#### [Texte à étudier]
****************

Rappelons ici qu’il ne faut pas confondre charité chrétienne et partage au sens socialiste du terme… Cela n’a même rien à voir et la Gauche ne devrait pas avoir pour but d’accompagner les migrations imposées par le capitalisme à des gens abandonnant leur pays, leur famille, leur vie.

Faire de la retape pour la France « moderne », des droits de l’Homme, accueillante, fraternelle, c’est servir une idéologie qui n’est pas celle de la Gauche, mais du régime en place!

Raisonner abstraitement en termes de fraternité contribue à renforcer les illusions quant à une fraternité institutionnelle qui existerait. Le Conseil constitutionnel est bien une institution parfaitement non-démocratique composée sur la base de désignations arbitraires au plus haut niveau de l’État. Et pour autant, c’est cet organe de l’État qui, paradoxalement, est chargé de veiller sur le respect des droits fondamentaux des citoyens.

On est ici dans une rapport idéologique, mensonger, qui tient historiquement à ce que la notion de fraternité fasse partie de la devise de la république française.

****************

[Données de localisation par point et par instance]
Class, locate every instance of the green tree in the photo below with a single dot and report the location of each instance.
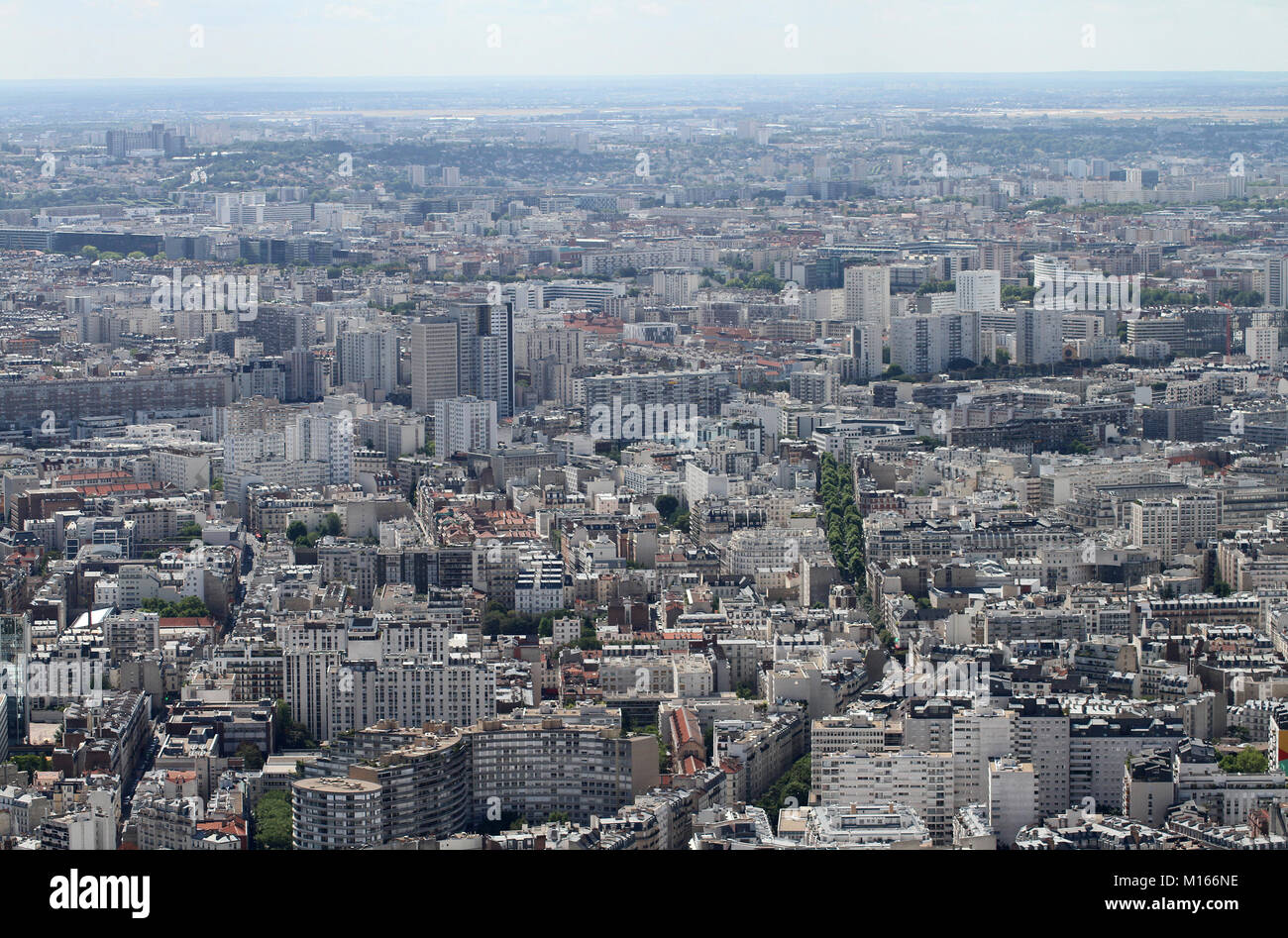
(273, 821)
(253, 761)
(668, 505)
(1248, 761)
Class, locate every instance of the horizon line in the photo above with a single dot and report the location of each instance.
(599, 76)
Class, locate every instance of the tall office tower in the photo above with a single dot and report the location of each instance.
(1038, 337)
(925, 344)
(283, 328)
(867, 294)
(14, 652)
(309, 373)
(433, 361)
(323, 438)
(1276, 295)
(464, 424)
(467, 351)
(1041, 737)
(485, 354)
(979, 291)
(1262, 343)
(999, 256)
(866, 350)
(368, 356)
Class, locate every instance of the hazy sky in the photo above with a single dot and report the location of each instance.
(151, 39)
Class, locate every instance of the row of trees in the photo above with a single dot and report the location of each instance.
(842, 522)
(188, 607)
(297, 532)
(790, 790)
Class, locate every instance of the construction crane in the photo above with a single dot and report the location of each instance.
(1229, 329)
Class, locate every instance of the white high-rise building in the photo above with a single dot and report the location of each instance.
(368, 356)
(464, 424)
(323, 438)
(867, 294)
(1262, 343)
(922, 781)
(979, 291)
(866, 350)
(1038, 337)
(1013, 801)
(433, 363)
(926, 344)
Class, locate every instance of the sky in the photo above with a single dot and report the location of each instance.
(175, 39)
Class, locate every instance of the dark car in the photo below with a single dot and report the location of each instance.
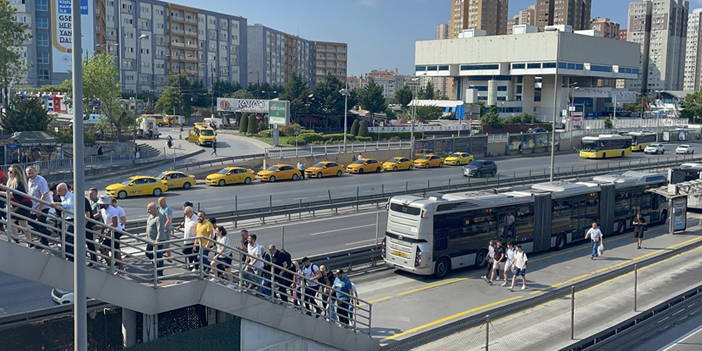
(480, 168)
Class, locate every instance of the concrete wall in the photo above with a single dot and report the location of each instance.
(275, 340)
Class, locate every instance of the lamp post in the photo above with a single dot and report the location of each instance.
(345, 92)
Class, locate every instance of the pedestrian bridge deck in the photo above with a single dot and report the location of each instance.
(405, 305)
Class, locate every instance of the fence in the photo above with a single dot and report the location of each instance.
(113, 250)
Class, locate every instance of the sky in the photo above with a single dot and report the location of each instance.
(380, 33)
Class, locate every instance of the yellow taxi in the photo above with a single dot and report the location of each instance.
(429, 160)
(175, 179)
(279, 172)
(364, 165)
(459, 158)
(325, 169)
(137, 186)
(231, 175)
(397, 164)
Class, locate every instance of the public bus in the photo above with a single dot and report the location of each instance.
(433, 233)
(604, 146)
(639, 140)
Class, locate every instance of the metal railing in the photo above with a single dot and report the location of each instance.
(150, 262)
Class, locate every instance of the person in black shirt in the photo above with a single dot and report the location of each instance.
(639, 227)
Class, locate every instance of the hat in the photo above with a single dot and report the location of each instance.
(104, 200)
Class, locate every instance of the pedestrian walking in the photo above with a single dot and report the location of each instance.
(510, 253)
(519, 266)
(499, 264)
(595, 236)
(639, 227)
(301, 168)
(214, 148)
(343, 288)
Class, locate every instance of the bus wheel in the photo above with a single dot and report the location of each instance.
(560, 241)
(442, 267)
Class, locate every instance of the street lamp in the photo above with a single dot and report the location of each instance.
(345, 92)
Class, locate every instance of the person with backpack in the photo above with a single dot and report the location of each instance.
(312, 275)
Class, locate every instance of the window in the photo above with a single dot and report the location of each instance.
(42, 57)
(43, 22)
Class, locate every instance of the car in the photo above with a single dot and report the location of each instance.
(429, 160)
(324, 169)
(684, 150)
(175, 179)
(364, 165)
(480, 168)
(231, 175)
(459, 158)
(654, 148)
(398, 163)
(62, 297)
(279, 172)
(137, 186)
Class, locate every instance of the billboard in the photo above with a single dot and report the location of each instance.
(61, 35)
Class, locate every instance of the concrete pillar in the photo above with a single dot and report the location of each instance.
(128, 327)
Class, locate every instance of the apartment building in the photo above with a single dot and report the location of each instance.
(661, 28)
(575, 13)
(691, 76)
(487, 15)
(330, 57)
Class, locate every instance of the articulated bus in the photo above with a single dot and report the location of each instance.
(435, 233)
(639, 140)
(604, 146)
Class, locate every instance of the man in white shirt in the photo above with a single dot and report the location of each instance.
(596, 236)
(519, 265)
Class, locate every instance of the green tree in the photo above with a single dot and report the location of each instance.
(251, 126)
(243, 123)
(101, 85)
(371, 98)
(25, 115)
(297, 91)
(404, 97)
(14, 34)
(363, 129)
(354, 127)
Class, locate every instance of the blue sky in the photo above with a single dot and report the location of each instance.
(380, 33)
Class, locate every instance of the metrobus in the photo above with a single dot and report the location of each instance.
(639, 140)
(434, 233)
(604, 146)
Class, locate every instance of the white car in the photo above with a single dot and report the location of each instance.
(654, 148)
(684, 149)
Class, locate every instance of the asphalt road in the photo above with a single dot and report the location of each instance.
(256, 194)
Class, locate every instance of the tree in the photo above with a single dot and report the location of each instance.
(101, 85)
(371, 98)
(25, 115)
(251, 126)
(404, 97)
(297, 91)
(243, 123)
(354, 127)
(14, 35)
(363, 129)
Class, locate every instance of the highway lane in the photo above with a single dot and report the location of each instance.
(256, 195)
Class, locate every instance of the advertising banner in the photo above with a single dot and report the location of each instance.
(61, 35)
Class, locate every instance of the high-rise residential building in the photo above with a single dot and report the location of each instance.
(442, 31)
(575, 13)
(487, 15)
(691, 80)
(330, 58)
(661, 28)
(607, 28)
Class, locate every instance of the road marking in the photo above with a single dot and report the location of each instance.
(445, 319)
(342, 229)
(614, 266)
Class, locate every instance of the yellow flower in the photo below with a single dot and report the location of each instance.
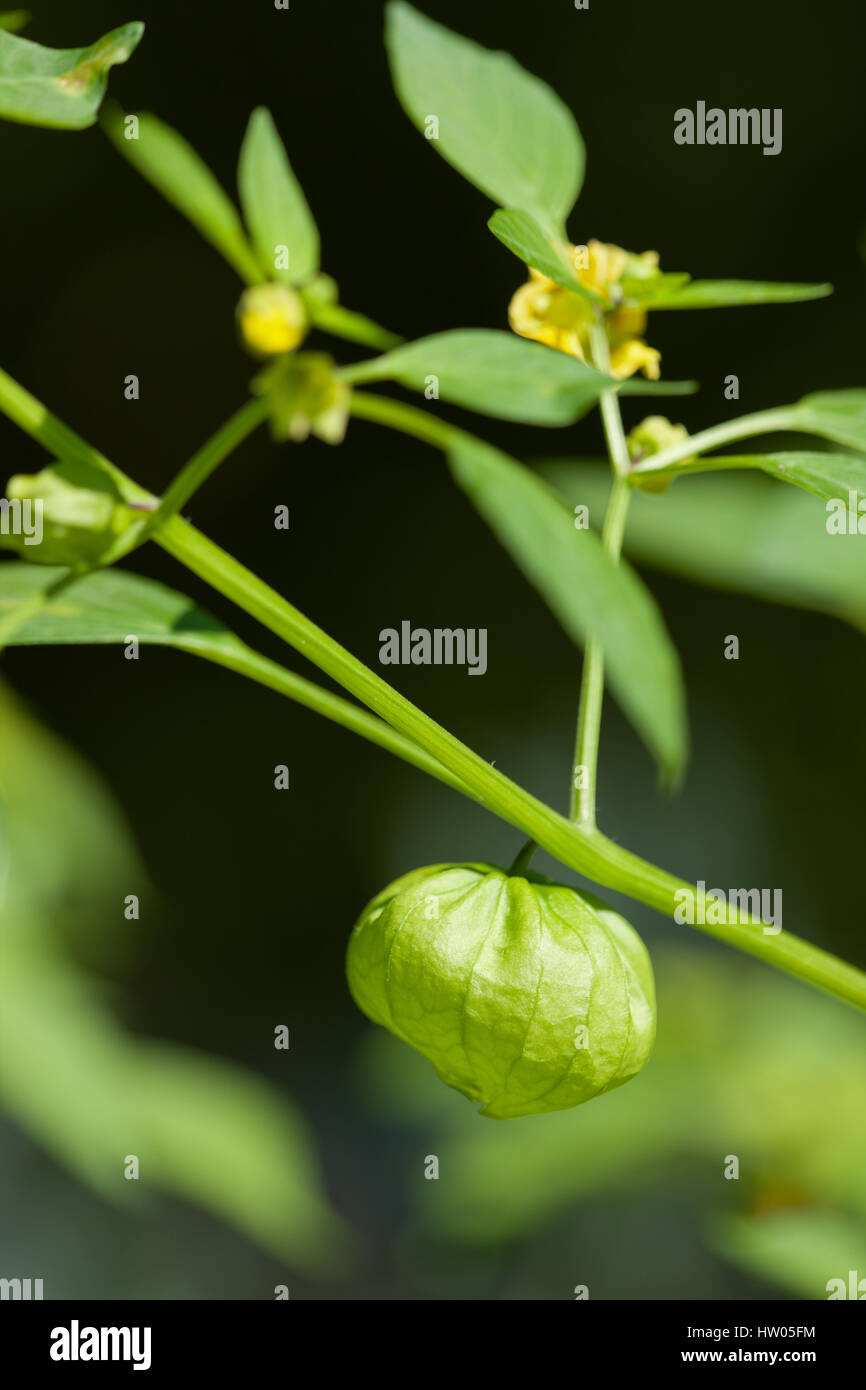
(558, 317)
(273, 320)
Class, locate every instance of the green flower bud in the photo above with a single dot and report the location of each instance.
(305, 398)
(652, 435)
(70, 524)
(526, 995)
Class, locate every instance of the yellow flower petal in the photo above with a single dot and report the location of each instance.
(635, 356)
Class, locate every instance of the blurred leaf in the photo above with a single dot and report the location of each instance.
(590, 594)
(498, 374)
(199, 1127)
(720, 293)
(733, 531)
(63, 841)
(499, 127)
(824, 474)
(61, 88)
(273, 203)
(88, 1091)
(836, 414)
(540, 248)
(170, 163)
(14, 20)
(357, 328)
(109, 606)
(799, 1250)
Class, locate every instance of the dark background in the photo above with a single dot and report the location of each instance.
(259, 890)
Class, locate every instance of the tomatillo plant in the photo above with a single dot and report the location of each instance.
(527, 995)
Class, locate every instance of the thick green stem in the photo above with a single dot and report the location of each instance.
(584, 769)
(246, 662)
(585, 851)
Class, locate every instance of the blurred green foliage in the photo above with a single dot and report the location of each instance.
(88, 1090)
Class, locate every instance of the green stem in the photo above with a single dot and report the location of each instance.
(409, 420)
(584, 769)
(762, 421)
(356, 328)
(207, 459)
(588, 852)
(246, 662)
(585, 851)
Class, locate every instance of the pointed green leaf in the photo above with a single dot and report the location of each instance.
(590, 595)
(537, 246)
(499, 127)
(829, 476)
(499, 374)
(170, 163)
(275, 210)
(679, 292)
(733, 531)
(61, 88)
(834, 414)
(111, 605)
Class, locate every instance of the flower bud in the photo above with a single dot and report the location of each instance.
(524, 994)
(652, 435)
(70, 524)
(305, 396)
(273, 319)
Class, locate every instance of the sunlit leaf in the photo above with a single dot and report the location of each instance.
(590, 594)
(719, 293)
(537, 246)
(170, 163)
(733, 531)
(501, 127)
(60, 88)
(275, 210)
(834, 414)
(501, 374)
(14, 20)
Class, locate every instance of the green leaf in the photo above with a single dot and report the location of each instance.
(111, 605)
(834, 414)
(106, 608)
(733, 531)
(274, 206)
(61, 88)
(86, 1090)
(526, 236)
(499, 374)
(590, 594)
(499, 127)
(799, 1250)
(829, 476)
(170, 163)
(719, 293)
(14, 20)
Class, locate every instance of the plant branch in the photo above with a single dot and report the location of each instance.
(585, 851)
(584, 769)
(762, 421)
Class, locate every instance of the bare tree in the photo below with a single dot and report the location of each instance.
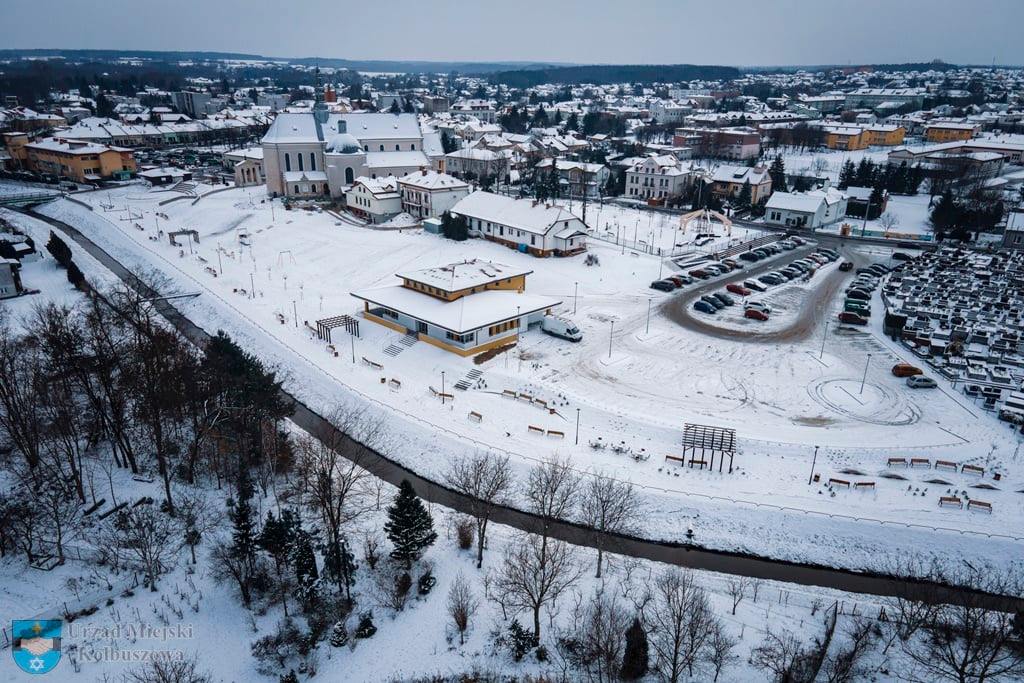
(608, 506)
(462, 604)
(485, 479)
(737, 587)
(720, 649)
(551, 492)
(535, 574)
(680, 622)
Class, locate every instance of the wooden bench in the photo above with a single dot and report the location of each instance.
(979, 505)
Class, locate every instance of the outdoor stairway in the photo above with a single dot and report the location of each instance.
(394, 348)
(469, 380)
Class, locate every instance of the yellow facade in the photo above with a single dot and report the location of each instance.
(943, 134)
(884, 136)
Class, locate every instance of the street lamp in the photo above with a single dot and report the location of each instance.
(864, 378)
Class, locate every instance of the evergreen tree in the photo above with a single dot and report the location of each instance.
(339, 635)
(635, 656)
(777, 173)
(409, 525)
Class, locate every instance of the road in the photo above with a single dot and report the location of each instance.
(671, 553)
(679, 307)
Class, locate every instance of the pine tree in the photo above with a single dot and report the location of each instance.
(339, 635)
(409, 525)
(635, 656)
(777, 173)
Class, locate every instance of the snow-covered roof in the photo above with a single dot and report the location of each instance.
(462, 315)
(523, 214)
(466, 274)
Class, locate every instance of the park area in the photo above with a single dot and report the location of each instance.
(616, 402)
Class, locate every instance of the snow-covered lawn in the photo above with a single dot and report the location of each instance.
(625, 384)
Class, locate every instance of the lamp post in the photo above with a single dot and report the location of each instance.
(864, 378)
(810, 476)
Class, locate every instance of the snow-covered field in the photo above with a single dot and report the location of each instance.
(629, 386)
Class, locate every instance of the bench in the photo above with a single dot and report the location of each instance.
(979, 505)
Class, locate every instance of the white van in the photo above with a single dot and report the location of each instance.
(559, 327)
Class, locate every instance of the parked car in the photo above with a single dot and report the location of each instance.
(755, 285)
(906, 370)
(852, 318)
(704, 306)
(737, 289)
(763, 307)
(713, 301)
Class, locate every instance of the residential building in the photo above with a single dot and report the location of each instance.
(465, 308)
(577, 178)
(950, 131)
(523, 224)
(428, 195)
(75, 160)
(728, 181)
(738, 143)
(657, 177)
(813, 209)
(375, 200)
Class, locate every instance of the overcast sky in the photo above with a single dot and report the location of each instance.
(726, 32)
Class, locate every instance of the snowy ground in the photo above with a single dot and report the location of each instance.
(782, 399)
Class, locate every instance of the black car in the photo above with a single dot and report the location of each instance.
(663, 285)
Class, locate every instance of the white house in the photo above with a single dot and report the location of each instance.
(657, 176)
(377, 200)
(429, 195)
(523, 224)
(814, 209)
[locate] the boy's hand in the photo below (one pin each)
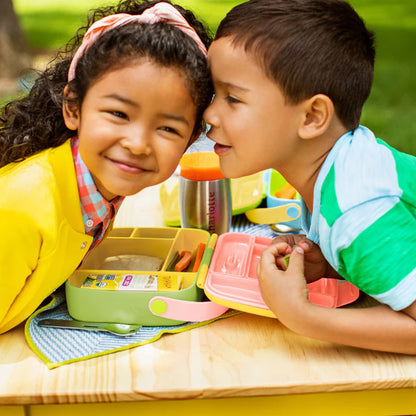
(284, 292)
(315, 265)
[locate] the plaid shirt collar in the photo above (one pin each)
(97, 212)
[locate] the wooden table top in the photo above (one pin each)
(242, 356)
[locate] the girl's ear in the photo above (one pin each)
(317, 116)
(70, 110)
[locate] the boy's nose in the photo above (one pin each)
(210, 115)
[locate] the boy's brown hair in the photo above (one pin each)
(308, 47)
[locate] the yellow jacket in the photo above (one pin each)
(43, 238)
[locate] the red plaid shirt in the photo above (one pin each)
(97, 212)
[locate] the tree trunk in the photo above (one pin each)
(14, 56)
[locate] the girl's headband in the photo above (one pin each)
(160, 12)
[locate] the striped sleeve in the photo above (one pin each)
(368, 221)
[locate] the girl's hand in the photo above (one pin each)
(316, 265)
(284, 292)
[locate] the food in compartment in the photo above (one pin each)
(136, 262)
(132, 282)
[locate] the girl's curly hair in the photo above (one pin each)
(35, 122)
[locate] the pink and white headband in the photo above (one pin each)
(160, 12)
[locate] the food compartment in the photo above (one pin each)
(260, 244)
(121, 232)
(155, 232)
(122, 294)
(231, 254)
(130, 254)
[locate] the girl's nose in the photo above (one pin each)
(138, 143)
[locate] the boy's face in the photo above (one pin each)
(133, 127)
(252, 125)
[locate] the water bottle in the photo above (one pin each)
(204, 193)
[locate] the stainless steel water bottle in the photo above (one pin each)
(204, 193)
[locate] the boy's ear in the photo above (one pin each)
(70, 110)
(317, 115)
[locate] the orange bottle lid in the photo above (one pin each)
(201, 166)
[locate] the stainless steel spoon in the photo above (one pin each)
(120, 330)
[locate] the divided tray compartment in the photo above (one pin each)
(131, 307)
(234, 282)
(232, 273)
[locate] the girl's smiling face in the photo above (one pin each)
(133, 126)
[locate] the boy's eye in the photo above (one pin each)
(232, 100)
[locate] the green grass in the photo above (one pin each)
(391, 109)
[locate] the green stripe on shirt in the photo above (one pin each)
(377, 260)
(330, 209)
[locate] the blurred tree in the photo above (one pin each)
(14, 55)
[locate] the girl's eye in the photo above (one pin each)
(232, 100)
(170, 130)
(118, 114)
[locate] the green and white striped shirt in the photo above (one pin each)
(364, 217)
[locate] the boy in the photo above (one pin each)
(290, 78)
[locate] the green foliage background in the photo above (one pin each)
(391, 109)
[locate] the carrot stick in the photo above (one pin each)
(198, 256)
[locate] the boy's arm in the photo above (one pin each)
(316, 266)
(378, 328)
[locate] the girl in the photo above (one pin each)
(99, 124)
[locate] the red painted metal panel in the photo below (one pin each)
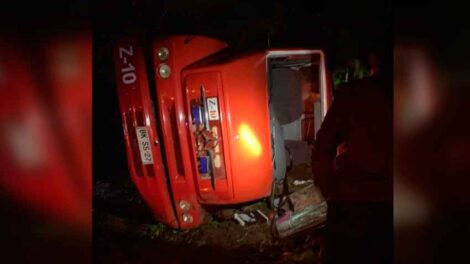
(241, 86)
(183, 51)
(35, 173)
(138, 121)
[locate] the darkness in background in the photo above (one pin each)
(344, 29)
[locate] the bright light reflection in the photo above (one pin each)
(249, 140)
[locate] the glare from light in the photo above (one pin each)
(164, 71)
(249, 140)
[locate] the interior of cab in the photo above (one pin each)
(295, 109)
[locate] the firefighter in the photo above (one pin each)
(359, 188)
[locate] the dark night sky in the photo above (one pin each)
(343, 29)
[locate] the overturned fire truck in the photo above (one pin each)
(204, 128)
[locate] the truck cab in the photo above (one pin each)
(207, 128)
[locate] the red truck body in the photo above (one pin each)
(204, 137)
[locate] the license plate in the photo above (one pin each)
(144, 145)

****************

#### [Consignes]
1 – Recopiez le texte sur la fraternité de « Faire de la » à « fondamentaux des citoyens. ».
2 – Rédigez la suite du texte sur la fraternité, à partir de sa dernière phrase.
La liste n'intervient pas dans ce travail.

#### [Réponses numérotées]
1 –
Faire de la retape pour la France « moderne », des droits de l’Homme, accueillante, fraternelle, c’est servir une idéologie qui n’est pas celle de la Gauche, mais du régime en place!

Raisonner abstraitement en termes de fraternité contribue à renforcer les illusions quant à une fraternité institutionnelle qui existerait. Le Conseil constitutionnel est bien une institution parfaitement non-démocratique composée sur la base de désignations arbitraires au plus haut niveau de l’État. Et pour autant, c’est cet organe de l’État qui, paradoxalement, est chargé de veiller sur le respect des droits fondamentaux des citoyens.

2 –
En effet, la liberté est la plus haute valeur de la bourgeoisie. C’est en faisant accéder la notion de liberté individuelle au plus haut niveau des conceptions philosophiques que la bourgeoisie a pu mobiliser pour conquérir le pouvoir politique en France. C’est la liberté qui est venue briser les privilèges féodaux. La liberté est strictement encadrée par le pouvoir politique, puisqu’elle est limitée par les lois.

L’égalité est une concession faite à la classe travailleuse naissante et à la paysannerie immense du 18e siècle. La féodalité représentait ce système obsolète des inégalités érigées en institutions et justifiées par la naissance. L’égalité à la naissance est un fondement de la république (« les hommes naissent égaux en droit »). Il s’agit d’une égalité des droits, bien sur, non d’une égalité réelle. Sous couvert de cette égalité formelle, la bourgeoisie peut exister avec la propriété, se maintenir et donner des gages de bonne foi.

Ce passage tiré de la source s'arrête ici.